Segmentation dataset lines:

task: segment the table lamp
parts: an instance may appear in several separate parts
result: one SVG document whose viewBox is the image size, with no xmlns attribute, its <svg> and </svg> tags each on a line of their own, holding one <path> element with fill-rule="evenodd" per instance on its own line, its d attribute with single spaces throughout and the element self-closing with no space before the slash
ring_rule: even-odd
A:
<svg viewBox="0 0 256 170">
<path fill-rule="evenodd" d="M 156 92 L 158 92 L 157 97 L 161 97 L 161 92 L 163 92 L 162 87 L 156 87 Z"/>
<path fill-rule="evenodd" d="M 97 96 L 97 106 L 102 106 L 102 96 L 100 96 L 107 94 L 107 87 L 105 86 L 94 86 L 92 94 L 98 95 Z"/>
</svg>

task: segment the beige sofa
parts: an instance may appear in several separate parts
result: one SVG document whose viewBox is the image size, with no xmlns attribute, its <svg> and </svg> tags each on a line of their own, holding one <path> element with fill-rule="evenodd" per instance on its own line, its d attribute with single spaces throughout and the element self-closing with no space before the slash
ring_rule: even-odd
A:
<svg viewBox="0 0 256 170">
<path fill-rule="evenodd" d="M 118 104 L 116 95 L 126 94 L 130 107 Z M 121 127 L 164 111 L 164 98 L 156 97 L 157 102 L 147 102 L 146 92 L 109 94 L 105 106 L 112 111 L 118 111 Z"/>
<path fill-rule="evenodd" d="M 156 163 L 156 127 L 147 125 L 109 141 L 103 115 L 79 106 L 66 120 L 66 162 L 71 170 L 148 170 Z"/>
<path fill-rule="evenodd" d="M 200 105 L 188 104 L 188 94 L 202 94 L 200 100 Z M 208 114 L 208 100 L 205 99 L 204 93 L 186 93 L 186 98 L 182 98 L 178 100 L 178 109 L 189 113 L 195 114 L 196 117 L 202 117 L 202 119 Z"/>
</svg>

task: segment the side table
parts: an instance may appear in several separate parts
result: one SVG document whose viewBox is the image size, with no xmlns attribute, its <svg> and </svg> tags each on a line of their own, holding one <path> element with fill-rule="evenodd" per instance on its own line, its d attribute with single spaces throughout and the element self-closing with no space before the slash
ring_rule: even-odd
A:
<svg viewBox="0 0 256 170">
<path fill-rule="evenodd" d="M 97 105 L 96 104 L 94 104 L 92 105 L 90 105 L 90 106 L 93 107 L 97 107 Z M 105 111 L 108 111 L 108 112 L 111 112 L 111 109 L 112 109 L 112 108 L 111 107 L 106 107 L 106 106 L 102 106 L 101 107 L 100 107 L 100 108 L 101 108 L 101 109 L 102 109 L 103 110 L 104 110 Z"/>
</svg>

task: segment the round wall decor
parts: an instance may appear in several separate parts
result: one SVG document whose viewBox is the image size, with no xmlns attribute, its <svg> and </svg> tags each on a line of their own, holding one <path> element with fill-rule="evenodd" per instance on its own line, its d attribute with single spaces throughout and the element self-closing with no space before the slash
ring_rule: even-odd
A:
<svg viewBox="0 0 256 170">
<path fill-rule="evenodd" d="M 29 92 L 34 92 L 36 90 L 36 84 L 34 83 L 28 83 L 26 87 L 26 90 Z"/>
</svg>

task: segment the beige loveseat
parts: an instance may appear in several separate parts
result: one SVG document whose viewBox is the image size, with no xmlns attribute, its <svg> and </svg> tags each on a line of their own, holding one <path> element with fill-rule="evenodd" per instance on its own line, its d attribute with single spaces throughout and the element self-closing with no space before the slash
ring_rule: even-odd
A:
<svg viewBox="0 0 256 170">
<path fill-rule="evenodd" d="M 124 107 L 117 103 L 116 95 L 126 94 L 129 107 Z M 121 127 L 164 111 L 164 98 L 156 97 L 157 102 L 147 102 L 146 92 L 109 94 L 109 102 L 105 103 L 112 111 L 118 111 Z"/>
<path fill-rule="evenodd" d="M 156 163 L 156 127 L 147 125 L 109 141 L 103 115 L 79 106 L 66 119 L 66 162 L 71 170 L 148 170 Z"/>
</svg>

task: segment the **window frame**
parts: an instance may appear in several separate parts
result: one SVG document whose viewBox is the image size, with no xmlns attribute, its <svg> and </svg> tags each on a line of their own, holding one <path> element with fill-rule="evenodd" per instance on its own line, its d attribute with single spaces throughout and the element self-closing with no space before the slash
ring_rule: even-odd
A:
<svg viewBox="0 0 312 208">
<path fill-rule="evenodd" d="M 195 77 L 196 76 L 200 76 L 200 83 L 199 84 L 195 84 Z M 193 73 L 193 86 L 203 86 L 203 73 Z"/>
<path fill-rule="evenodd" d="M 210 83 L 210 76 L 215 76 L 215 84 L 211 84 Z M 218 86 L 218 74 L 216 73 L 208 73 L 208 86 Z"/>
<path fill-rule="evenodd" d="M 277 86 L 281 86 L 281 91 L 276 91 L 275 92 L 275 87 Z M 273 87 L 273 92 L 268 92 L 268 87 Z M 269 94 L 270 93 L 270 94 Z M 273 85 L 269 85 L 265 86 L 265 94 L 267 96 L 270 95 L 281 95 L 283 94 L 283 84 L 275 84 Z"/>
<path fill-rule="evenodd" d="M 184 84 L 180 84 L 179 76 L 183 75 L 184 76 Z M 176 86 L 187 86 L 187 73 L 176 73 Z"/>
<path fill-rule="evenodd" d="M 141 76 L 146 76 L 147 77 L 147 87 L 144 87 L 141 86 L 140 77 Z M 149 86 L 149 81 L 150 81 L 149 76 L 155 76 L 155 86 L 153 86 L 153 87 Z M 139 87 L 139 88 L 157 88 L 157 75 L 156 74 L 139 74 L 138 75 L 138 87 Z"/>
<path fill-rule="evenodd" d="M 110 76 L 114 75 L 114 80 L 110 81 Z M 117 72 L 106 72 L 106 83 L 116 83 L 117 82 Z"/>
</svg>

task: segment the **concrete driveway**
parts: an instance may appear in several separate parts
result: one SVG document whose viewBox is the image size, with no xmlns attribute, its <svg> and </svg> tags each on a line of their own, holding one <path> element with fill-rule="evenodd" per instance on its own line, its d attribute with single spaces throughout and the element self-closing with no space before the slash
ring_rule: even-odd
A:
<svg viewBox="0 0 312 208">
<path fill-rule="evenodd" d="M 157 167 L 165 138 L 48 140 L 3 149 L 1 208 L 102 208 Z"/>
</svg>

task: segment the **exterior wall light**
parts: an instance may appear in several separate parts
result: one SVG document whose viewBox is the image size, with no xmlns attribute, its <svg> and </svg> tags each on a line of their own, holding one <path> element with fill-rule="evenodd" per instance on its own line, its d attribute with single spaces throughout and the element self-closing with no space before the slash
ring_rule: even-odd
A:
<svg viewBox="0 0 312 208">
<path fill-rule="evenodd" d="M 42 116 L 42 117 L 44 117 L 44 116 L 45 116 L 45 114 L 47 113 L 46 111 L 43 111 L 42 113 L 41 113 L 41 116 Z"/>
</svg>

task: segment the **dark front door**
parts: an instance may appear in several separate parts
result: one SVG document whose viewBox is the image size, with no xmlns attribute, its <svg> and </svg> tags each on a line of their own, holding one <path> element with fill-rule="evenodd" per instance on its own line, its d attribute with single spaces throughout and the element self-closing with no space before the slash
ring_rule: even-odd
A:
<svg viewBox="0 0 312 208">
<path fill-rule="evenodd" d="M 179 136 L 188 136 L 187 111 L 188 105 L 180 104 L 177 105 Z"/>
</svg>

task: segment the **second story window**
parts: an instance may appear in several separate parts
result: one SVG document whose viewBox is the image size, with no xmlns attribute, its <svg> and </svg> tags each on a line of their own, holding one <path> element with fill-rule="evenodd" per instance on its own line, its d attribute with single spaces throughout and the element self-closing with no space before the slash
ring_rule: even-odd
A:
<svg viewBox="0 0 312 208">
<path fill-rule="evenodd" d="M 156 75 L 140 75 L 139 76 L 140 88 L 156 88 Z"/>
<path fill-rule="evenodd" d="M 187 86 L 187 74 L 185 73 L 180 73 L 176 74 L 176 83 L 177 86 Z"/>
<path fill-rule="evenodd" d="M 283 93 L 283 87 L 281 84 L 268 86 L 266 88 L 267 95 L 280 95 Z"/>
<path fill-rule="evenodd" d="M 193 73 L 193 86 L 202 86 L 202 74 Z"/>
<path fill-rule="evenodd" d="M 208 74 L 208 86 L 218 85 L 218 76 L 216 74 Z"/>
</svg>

Work to be completed: Change "table lamp" to "desk lamp" in the lines running from the first one through the one containing "156 92 L 158", inclusive. Give those lines back with nothing else altered.

Final answer:
task: segment the desk lamp
parts: an instance may appear in several separate parts
result: one SVG document whose viewBox is the image size, with no xmlns attribute, its <svg> and </svg> tags each on a line of their own, holding one <path> element with fill-rule="evenodd" per instance on its own line, its d attribute with single spaces throughout and the element self-closing with no space before the slash
ring_rule: even-odd
A:
<svg viewBox="0 0 256 170">
<path fill-rule="evenodd" d="M 156 92 L 158 92 L 157 97 L 161 97 L 161 92 L 163 92 L 162 87 L 156 87 Z"/>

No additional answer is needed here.